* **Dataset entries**
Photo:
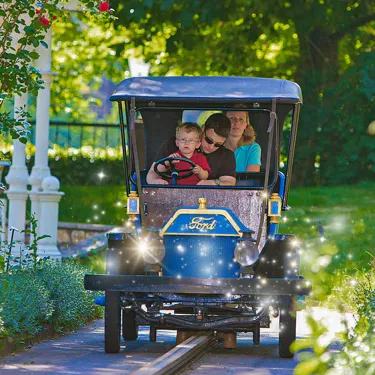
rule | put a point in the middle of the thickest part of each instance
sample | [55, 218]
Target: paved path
[82, 353]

* **Exercise description**
Please print the entries exactly as they stand. Images are not part of the copy.

* **Response area**
Photo:
rule | put a point in the middle of the thickest part of each instance
sample | [55, 218]
Target: paved path
[82, 353]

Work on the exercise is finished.